Task prompt => Copy out the lines below word for word, but only the part that opens with the line containing "Give the mask of every instance of the oval" and closes with the line containing "48), (148, 49)]", both of those lines included.

Raw records =>
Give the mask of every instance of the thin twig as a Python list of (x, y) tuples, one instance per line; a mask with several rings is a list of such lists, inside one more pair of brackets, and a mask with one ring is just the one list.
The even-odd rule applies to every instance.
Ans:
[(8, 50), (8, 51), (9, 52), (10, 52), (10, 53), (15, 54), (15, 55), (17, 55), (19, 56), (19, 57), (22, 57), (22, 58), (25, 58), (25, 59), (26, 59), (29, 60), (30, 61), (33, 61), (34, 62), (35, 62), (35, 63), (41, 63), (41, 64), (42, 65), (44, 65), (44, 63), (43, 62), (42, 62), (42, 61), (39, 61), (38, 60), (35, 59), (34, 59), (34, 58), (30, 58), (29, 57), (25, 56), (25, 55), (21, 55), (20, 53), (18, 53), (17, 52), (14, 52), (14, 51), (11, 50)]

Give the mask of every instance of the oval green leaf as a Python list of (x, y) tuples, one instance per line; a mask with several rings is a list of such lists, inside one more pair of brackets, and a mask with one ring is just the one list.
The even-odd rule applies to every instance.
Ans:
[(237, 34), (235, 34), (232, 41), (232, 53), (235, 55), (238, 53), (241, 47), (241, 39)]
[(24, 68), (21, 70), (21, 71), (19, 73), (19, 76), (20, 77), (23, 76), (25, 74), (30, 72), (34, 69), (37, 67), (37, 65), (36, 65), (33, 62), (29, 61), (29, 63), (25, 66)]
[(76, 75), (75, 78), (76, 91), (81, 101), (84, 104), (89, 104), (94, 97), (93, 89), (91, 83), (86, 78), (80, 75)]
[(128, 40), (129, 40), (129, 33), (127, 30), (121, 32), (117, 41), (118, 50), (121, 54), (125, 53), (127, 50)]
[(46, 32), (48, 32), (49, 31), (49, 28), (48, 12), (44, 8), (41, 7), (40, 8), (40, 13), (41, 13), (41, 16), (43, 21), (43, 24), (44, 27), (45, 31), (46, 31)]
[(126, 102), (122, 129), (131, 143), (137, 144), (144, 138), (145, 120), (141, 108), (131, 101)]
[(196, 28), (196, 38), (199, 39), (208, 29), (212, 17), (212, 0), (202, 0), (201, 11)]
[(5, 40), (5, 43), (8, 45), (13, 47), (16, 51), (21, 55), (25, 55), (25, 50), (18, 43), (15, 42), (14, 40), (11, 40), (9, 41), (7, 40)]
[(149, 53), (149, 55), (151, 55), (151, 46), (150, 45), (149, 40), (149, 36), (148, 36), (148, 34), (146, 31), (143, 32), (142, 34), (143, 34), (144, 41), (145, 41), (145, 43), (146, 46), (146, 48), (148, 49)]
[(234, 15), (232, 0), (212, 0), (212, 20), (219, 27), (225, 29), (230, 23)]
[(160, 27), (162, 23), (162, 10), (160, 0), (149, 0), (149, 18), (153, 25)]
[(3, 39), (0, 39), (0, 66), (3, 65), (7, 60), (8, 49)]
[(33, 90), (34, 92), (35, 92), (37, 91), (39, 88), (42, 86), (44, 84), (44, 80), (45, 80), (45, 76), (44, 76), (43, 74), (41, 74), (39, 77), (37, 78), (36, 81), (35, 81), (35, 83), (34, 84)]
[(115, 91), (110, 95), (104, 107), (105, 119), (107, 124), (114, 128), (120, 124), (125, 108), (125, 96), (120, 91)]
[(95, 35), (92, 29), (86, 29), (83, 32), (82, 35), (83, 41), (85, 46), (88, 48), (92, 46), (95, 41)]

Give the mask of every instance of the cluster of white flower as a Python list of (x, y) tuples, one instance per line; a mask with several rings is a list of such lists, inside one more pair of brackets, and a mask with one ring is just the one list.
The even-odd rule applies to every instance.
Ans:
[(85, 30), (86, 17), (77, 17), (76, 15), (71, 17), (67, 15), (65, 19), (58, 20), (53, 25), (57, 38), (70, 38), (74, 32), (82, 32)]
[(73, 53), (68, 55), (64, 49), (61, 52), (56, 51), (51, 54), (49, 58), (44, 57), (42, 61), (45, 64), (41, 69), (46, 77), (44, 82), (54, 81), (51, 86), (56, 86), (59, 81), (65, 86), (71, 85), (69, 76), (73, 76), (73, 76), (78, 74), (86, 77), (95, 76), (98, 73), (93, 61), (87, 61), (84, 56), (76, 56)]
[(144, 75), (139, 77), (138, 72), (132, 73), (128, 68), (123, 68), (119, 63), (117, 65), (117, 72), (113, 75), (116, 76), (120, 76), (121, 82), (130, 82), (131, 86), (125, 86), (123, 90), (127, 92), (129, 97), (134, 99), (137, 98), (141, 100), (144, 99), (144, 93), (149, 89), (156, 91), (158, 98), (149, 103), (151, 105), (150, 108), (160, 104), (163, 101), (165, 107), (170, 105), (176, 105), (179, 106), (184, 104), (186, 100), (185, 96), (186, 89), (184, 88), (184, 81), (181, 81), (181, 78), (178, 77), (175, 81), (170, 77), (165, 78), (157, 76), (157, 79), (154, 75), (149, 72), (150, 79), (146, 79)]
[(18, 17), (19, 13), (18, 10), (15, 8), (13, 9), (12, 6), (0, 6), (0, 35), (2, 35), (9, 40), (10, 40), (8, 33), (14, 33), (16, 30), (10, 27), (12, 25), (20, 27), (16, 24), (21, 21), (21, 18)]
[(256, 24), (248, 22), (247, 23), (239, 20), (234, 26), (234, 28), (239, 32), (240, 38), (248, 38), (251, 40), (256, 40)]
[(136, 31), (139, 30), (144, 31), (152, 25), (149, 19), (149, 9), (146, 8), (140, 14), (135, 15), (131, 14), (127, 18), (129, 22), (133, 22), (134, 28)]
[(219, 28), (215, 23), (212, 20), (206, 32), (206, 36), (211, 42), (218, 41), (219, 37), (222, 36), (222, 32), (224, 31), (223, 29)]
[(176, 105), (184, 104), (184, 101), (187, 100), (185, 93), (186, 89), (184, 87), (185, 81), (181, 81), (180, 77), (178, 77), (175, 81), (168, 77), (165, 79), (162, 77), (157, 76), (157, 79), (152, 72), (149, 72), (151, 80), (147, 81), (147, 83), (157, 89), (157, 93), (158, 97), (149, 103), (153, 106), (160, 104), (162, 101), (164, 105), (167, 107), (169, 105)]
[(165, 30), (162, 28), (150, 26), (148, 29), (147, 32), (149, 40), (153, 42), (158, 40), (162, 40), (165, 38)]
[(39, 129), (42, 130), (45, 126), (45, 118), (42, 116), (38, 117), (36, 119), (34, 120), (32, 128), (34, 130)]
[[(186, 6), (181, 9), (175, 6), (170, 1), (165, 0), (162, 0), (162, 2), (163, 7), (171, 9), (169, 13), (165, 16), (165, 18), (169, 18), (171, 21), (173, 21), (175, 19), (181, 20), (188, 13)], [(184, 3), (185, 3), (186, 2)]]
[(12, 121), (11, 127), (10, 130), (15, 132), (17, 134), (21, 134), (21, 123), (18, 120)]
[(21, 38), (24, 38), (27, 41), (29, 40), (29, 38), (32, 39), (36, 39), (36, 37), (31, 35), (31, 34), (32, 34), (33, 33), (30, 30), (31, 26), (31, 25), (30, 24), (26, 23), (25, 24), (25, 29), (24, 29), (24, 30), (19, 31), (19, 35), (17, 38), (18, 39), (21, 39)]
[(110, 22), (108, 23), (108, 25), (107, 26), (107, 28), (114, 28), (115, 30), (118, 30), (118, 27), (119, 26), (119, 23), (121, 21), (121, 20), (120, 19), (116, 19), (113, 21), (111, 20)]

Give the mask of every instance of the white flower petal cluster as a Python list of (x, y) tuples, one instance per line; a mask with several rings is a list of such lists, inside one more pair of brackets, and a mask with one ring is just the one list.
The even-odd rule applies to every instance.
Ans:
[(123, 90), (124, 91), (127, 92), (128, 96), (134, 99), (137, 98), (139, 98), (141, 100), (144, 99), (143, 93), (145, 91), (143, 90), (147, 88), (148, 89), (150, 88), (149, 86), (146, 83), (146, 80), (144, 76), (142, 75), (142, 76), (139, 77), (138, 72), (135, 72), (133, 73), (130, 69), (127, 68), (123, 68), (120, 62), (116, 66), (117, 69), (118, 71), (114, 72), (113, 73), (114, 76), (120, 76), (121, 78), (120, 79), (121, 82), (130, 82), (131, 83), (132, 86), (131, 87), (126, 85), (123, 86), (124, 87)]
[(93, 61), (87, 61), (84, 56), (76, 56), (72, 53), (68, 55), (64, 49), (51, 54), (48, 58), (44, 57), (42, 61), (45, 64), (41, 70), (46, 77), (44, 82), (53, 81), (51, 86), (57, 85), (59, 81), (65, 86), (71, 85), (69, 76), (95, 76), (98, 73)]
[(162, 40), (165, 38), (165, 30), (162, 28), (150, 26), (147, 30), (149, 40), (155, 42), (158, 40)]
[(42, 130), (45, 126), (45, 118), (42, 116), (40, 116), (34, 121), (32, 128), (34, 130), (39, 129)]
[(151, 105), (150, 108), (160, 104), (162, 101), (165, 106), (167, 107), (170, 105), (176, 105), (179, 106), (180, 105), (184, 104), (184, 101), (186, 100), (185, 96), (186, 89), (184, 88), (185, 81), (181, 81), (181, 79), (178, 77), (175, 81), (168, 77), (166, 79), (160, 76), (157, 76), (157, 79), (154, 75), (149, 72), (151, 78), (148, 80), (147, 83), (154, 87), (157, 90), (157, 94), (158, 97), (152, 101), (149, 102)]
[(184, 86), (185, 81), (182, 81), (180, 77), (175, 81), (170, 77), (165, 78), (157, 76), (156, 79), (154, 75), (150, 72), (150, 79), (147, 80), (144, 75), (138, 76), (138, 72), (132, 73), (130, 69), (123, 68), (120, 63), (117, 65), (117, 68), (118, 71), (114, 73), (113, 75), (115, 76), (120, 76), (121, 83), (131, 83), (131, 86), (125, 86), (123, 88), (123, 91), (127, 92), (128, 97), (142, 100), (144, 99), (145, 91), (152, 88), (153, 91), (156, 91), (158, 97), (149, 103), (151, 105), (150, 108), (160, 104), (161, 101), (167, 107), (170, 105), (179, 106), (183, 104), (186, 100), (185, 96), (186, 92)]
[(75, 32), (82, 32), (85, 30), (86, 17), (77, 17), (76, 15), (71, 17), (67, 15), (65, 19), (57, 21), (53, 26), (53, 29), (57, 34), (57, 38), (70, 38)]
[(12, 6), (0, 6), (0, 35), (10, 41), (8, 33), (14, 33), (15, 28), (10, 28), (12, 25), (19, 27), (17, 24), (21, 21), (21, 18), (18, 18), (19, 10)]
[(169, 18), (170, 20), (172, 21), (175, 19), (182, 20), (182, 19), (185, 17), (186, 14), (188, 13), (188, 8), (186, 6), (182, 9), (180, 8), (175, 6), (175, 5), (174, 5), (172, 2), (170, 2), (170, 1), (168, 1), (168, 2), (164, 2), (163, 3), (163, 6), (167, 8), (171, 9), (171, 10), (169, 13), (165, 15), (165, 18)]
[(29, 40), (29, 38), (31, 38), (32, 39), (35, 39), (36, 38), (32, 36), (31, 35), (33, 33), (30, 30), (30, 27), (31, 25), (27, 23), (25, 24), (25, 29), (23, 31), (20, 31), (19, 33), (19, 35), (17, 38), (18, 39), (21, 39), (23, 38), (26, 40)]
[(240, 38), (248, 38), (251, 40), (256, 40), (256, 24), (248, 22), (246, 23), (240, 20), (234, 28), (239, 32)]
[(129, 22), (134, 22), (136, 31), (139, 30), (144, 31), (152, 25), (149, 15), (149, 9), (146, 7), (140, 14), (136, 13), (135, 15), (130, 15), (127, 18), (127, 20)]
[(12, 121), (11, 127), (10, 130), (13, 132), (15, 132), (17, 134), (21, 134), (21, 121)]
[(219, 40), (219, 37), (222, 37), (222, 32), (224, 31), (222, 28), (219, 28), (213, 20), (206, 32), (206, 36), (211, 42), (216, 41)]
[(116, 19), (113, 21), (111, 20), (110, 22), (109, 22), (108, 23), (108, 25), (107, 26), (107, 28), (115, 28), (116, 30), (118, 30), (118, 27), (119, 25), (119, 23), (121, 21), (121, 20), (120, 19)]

Written answer =>
Give the mask of every instance of the oval green leaf as a Python list of (x, y) tuples, one instance per line; a mask with several rings is a list of such lists, inside one more pair of brackets, and a mask with one ring is just the one list.
The even-odd rule applies to every instance.
Ans:
[(237, 34), (235, 34), (232, 41), (232, 53), (235, 55), (238, 53), (241, 47), (241, 39)]
[(24, 68), (21, 70), (21, 71), (19, 73), (19, 76), (20, 77), (23, 76), (25, 74), (30, 72), (34, 69), (37, 67), (37, 65), (36, 65), (33, 62), (29, 61), (29, 63), (25, 66)]
[(76, 75), (75, 78), (76, 91), (81, 101), (84, 104), (89, 104), (94, 97), (93, 89), (91, 83), (86, 78), (80, 75)]
[(128, 40), (129, 40), (129, 33), (127, 30), (121, 32), (117, 41), (118, 50), (121, 54), (125, 53), (127, 50)]
[(46, 32), (48, 32), (49, 31), (49, 28), (48, 12), (44, 8), (41, 7), (40, 8), (40, 13), (41, 13), (41, 16), (43, 21), (43, 24), (44, 27), (45, 31), (46, 31)]
[(126, 102), (122, 129), (131, 143), (137, 144), (144, 138), (145, 120), (141, 108), (131, 101)]
[(196, 28), (196, 38), (199, 39), (208, 29), (212, 17), (212, 0), (202, 0), (201, 11)]
[(5, 40), (5, 43), (8, 45), (13, 47), (16, 51), (21, 55), (25, 55), (25, 50), (18, 43), (15, 42), (14, 40), (11, 40), (9, 41), (7, 40)]
[(149, 53), (149, 55), (151, 55), (151, 46), (150, 45), (149, 40), (149, 36), (148, 36), (148, 34), (146, 31), (143, 32), (142, 34), (143, 34), (144, 41), (145, 41), (145, 43), (146, 46), (146, 48), (148, 49)]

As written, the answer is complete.